> **TASK 1**
Using the court opinion excerpt on contract signing below, decide whether each statement agrees with it. For each, answer yes or no and quote the words of the excerpt that settle it. (a) A contract for the sale of real estate must be signed by both parties to be binding. (b) The Conleys were the ones who brought suit against the Johnsons. (c) Whether parties reached a meeting of the minds is ordinarily a question of law for the court.
> **TASK 2**
List every legal authority (case, statute, or legal reference work) cited in the court opinion excerpt on contract signing below, giving each citation as it appears.

> **DOCUMENT TEXT**
++++++++++

In Monongah Coal & Coal Company v. Fleming, 42 W. Va. 538, 26 S.E. 201 (1896), the Court also specifically stated that a contract for the sale of real estate, in order to be binding, need not be signed by both parties, but only by the party being charged or being sued.

        In the present case, the Conleys sued the Johnsons, and there is no question of fact that the Johnsons, the parties being sued, or the parties being charged, did sign the written memorandum of agreement between the parties. Given this, and given the fact that the law requires that only the parties being charged must sign to render a contract valid, this Court believes that the writing and signing requirements of W. Va. Code 36-1-3 were satisfied and that the failure of the Conleys to sign in no way justified a grant of judgment to the Johnsons.

        It appears that the circuit court was also apparently concerned over whether the Johnsons and the Conleys reached a meeting of the minds and whether there was sufficient mutuality in the undertakings by the parties to support the conclusion that there was an enforceable contract. By granting summary judgment, the court apparently concluded that there was not.

        As a general proposition, it is recognized that the questions of whether parties have reached a meeting of minds in an agreement situation and whether their undertakings have involved mutuality, are ordinarily ones of fact. As stated in 17B C.J.S. Contracts § 771 (1999):

         Whether the parties to an alleged contract intended to enter into an agreement, whether there was mutual assent or a meeting of the minds at the time of entry into the contract, and in the case of a written contract, whether the instrument embraced the real agreement of the parties, are questions of fact to be submitted to the trier of fact if the evidence warrants; in such a case decision of the issue by the court is improper.

++++++++++

Entries taken from a collection
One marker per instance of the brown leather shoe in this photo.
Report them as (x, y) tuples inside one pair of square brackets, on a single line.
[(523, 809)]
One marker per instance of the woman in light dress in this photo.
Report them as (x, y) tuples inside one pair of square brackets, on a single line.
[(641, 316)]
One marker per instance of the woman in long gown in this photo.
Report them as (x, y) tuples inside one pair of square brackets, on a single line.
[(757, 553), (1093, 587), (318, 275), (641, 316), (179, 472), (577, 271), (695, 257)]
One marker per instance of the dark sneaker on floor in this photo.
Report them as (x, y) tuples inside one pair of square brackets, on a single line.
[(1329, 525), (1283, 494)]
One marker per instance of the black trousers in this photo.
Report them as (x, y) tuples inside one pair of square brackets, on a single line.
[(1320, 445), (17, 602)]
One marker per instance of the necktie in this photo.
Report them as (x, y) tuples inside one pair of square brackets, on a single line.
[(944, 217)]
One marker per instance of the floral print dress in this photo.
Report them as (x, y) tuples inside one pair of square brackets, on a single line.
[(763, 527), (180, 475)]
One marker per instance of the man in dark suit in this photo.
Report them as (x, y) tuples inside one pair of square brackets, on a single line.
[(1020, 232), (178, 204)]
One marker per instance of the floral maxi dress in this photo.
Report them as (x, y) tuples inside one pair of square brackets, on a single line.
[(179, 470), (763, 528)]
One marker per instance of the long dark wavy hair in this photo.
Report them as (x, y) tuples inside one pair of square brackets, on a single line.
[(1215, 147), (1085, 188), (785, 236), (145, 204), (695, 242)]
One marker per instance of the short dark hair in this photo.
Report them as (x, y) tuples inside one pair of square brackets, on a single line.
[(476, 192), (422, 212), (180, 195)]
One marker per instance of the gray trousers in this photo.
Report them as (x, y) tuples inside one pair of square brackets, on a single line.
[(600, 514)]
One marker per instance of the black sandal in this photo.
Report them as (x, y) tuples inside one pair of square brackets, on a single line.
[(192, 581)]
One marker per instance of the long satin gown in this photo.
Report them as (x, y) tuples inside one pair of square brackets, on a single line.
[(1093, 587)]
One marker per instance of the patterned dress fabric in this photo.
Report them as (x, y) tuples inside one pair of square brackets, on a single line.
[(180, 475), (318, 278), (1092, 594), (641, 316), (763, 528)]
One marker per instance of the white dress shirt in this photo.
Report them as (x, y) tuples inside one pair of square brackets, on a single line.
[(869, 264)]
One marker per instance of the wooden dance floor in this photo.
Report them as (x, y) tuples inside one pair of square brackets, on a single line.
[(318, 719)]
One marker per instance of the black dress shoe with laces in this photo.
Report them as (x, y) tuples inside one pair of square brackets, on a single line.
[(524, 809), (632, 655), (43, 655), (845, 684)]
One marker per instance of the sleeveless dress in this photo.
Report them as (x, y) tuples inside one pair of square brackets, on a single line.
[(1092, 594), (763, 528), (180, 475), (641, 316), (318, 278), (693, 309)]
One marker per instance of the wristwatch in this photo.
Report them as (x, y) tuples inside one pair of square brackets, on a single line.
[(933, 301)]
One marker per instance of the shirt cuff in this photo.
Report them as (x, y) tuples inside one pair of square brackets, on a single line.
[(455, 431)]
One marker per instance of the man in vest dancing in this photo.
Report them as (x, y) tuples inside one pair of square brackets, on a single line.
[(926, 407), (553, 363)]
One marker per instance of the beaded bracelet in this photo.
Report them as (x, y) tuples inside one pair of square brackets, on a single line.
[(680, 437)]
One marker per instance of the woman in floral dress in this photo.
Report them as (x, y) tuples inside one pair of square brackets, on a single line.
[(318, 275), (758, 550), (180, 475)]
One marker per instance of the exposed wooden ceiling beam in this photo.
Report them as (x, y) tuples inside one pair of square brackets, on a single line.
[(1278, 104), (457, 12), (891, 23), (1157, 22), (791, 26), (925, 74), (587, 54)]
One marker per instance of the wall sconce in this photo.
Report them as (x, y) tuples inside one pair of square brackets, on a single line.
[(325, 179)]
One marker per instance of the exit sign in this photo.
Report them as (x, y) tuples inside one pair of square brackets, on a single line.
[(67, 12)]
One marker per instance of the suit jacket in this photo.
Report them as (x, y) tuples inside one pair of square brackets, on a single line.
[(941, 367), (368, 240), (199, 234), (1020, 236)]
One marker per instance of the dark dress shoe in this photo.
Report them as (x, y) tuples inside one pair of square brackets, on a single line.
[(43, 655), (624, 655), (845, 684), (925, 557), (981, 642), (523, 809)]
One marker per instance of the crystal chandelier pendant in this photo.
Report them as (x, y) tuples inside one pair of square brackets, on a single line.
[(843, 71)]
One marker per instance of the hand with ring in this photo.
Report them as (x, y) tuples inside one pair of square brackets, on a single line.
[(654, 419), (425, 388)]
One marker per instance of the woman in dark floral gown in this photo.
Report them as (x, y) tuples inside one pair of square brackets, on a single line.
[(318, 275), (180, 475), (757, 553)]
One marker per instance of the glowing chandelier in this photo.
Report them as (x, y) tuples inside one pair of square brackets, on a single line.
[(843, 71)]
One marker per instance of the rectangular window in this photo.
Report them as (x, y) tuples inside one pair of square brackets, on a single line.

++++++++++

> **FULL SOLUTION 1**
(a) No: "need not be signed by both parties, but only by the party being charged or being sued."
(b) Yes: "the Conleys sued the Johnsons."
(c) No: "are ordinarily ones of fact."

> **FULL SOLUTION 2**
1. Monongah Coal & Coal Company v. Fleming, 42 W. Va. 538, 26 S.E. 201 (1896)
2. W. Va. Code 36-1-3
3. 17B C.J.S. Contracts § 771 (1999)